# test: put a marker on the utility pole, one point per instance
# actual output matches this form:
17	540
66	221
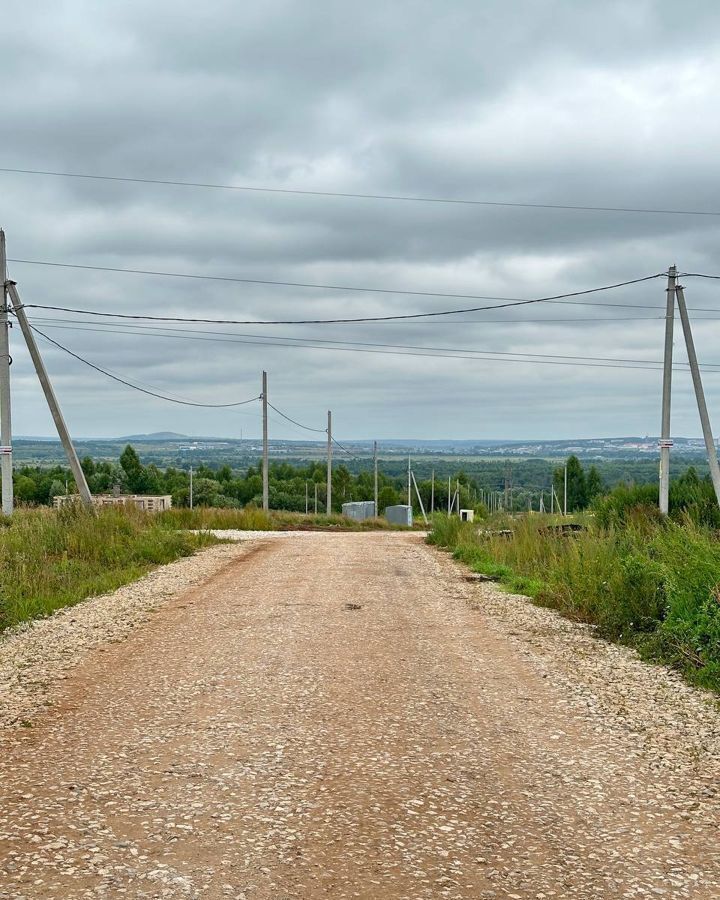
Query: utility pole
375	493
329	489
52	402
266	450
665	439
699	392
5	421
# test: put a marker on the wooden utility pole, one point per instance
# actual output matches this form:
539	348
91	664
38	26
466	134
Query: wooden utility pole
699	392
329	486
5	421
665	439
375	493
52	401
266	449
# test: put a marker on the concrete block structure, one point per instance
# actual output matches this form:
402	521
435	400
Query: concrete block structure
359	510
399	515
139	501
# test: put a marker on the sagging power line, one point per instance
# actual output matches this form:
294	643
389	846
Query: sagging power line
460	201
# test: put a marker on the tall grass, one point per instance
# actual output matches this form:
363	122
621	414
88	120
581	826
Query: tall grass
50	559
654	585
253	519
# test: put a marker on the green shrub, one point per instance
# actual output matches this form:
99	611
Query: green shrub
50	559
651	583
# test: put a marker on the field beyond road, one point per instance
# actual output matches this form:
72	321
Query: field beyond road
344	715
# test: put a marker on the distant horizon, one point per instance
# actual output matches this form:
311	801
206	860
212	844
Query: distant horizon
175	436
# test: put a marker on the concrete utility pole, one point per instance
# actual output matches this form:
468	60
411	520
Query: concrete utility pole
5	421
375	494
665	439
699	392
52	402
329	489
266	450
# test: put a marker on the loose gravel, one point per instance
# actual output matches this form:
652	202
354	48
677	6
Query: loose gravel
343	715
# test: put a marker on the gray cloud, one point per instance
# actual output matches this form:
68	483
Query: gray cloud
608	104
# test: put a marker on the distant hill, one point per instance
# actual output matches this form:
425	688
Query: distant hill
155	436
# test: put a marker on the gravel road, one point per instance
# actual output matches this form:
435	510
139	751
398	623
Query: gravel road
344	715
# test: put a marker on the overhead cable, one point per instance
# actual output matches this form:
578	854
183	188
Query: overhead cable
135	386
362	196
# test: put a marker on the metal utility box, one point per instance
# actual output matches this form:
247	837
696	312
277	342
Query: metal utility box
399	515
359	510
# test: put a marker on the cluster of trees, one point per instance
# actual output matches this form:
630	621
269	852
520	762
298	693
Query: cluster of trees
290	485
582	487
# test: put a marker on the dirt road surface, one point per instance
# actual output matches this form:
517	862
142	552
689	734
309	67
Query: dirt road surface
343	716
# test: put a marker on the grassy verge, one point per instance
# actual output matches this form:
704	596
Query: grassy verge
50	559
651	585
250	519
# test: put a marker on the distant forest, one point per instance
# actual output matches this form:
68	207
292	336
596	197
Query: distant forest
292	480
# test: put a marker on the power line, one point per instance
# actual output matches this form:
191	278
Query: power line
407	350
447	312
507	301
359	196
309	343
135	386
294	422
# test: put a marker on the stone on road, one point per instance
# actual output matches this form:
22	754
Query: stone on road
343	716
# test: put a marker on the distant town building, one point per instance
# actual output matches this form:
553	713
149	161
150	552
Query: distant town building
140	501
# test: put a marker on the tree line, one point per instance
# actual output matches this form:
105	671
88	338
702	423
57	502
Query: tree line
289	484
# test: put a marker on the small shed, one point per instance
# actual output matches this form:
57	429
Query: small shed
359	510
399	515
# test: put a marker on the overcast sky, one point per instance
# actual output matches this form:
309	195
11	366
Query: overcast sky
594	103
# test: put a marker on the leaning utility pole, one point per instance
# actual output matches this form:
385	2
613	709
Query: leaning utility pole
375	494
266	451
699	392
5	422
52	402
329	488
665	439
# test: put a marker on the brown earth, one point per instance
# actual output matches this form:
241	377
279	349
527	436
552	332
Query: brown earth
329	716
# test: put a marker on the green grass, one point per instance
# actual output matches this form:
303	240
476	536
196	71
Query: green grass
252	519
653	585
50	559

####

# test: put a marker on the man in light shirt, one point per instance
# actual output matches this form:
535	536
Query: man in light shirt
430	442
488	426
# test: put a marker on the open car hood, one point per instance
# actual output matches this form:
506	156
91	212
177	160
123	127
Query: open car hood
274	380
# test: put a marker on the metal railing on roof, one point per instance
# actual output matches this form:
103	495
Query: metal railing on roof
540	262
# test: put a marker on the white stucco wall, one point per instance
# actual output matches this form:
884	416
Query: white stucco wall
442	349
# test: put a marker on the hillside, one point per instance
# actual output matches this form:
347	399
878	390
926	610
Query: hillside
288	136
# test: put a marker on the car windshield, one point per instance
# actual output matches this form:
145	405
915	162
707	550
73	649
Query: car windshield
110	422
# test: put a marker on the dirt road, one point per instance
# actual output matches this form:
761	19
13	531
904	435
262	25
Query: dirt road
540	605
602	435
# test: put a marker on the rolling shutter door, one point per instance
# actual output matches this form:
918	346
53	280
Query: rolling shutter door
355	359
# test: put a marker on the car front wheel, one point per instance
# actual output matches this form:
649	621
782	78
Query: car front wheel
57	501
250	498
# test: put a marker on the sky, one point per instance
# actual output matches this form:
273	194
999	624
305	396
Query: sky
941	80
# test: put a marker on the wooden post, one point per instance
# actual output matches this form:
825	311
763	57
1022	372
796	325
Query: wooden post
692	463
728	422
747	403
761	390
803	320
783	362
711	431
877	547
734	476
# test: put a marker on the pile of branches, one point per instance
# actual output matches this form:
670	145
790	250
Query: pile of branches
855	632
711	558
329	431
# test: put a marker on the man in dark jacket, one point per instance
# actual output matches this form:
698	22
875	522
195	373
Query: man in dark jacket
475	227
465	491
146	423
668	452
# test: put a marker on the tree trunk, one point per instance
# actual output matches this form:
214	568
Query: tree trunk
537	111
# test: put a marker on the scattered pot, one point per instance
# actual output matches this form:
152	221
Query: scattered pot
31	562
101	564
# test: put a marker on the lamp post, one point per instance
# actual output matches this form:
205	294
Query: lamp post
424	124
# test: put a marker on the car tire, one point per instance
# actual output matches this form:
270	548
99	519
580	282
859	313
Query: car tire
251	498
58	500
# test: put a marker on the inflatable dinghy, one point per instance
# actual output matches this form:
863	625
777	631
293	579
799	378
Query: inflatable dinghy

####

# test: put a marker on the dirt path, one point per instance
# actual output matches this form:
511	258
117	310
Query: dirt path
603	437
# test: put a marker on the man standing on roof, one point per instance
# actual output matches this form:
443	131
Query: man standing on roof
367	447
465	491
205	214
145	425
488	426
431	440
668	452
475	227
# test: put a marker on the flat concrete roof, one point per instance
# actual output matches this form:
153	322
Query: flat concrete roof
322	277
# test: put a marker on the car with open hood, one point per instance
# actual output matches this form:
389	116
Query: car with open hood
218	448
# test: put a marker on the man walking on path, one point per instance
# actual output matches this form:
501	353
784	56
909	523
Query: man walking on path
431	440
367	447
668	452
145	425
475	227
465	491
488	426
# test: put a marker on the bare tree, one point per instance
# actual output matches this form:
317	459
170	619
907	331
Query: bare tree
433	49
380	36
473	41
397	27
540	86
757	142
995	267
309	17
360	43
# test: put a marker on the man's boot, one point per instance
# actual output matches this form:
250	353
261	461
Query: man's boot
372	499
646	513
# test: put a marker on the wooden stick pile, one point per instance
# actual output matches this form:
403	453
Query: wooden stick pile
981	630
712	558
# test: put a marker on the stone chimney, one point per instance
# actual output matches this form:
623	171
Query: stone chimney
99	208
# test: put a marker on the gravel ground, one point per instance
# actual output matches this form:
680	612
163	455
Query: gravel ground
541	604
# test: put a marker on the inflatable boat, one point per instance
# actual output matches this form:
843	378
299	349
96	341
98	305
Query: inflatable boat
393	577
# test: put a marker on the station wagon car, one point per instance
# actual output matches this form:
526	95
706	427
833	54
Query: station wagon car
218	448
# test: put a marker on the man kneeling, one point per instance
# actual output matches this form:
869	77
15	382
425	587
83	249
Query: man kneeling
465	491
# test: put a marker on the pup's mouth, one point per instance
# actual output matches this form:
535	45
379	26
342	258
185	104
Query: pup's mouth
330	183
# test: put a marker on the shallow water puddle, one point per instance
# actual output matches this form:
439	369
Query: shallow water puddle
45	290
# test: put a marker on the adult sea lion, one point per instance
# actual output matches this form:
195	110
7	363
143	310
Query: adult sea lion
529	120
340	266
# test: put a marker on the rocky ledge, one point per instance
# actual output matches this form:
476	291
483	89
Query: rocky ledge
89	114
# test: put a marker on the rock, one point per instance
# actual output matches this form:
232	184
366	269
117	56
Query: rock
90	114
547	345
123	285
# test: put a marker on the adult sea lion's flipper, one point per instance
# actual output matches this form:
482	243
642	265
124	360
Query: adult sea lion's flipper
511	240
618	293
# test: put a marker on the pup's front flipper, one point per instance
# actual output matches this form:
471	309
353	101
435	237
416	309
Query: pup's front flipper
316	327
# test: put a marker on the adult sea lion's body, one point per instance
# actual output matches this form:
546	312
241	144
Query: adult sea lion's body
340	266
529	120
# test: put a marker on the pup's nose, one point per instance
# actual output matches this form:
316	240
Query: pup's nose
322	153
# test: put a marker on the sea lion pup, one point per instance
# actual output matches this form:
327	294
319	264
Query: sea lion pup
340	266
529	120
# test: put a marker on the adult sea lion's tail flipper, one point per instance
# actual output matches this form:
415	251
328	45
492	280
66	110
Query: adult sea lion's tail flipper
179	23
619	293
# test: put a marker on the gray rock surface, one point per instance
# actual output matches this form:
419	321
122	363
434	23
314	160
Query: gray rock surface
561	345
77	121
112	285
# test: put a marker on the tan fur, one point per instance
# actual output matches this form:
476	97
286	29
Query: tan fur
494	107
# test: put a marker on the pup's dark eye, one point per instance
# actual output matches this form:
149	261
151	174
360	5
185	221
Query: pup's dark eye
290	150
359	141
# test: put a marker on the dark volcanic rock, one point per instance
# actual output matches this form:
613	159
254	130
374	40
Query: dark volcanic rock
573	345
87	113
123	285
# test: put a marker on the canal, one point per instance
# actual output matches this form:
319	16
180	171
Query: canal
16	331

####

> AIM: Could you give the lines from the one with "# test: put a marker on the lamp" up to and including the one with "Query: inflatable dinghy" as a JSON list of strings, one string per line, with blank lines left out?

> RESPONSE TO THIS TASK:
[
  "# test: put a marker on the lamp post, one point per instance",
  "# actual output matches this form:",
  "205\t294",
  "Query: lamp post",
  "424\t124",
  "# test: put a marker on the car tire, one point per instance",
  "# actual output matches this form:",
  "270\t548",
  "99\t519",
  "580\t282",
  "859\t313",
  "Query: car tire",
  "251\t498",
  "58\t500",
  "# test: put a marker on the inflatable dinghy, one point per instance",
  "# actual output matches this form:",
  "863\t625",
  "777\t631",
  "293\t579",
  "799\t378",
  "Query: inflatable dinghy"
]